Look below for the line with "Tag the meadow", and from there restate every line word for word until the entries end.

:: TASK DATA ::

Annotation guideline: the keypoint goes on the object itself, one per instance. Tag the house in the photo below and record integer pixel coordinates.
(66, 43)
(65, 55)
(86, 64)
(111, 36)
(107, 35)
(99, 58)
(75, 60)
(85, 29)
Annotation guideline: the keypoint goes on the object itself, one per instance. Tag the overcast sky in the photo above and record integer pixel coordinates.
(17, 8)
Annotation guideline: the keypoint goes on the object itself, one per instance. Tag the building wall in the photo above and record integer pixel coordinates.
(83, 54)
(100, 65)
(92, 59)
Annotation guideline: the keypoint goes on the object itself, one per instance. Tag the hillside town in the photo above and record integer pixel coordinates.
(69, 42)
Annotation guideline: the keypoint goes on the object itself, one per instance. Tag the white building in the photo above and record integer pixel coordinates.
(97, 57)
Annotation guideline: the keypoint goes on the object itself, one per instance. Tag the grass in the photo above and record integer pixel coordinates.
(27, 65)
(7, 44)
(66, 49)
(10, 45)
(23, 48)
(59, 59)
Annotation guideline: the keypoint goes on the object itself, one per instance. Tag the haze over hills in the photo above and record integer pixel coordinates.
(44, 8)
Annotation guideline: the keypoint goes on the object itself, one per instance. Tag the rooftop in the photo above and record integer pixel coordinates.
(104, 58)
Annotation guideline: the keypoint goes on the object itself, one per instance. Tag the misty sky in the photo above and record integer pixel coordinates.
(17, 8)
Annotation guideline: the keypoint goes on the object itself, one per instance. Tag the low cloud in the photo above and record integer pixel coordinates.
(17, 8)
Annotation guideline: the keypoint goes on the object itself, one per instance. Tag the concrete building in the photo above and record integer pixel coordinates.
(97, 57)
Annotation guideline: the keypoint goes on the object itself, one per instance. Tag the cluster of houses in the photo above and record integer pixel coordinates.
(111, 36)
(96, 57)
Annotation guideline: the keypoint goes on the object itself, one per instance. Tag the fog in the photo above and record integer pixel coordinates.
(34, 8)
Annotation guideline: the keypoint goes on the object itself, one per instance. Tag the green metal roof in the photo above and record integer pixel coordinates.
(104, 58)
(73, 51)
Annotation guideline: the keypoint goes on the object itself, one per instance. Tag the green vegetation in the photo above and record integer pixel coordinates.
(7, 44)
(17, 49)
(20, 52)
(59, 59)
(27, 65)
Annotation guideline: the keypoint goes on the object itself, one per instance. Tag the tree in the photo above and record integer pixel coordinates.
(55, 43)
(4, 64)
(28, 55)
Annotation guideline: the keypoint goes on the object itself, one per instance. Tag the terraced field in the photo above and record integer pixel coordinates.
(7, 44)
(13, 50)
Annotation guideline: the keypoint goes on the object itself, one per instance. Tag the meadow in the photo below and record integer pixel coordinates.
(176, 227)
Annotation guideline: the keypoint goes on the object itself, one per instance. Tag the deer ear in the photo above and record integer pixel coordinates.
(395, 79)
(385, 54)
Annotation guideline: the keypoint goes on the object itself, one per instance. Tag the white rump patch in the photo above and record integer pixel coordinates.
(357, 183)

:::

§ EXERCISE RESULT:
Annotation guideline: the keypoint goes on the object itself, one per instance. Tag the meadow in the photo below and record integer pixel coordinates.
(176, 227)
Annotation guideline: the keypoint goes on the object itself, one per instance. Tag the deer ear in the photo above and record integer pixel coordinates.
(395, 79)
(385, 54)
Annotation guideline: the keypoint goes on the object itself, one per instance. Tag the white rump patch in the photo above and record integer pixel coordinates.
(357, 183)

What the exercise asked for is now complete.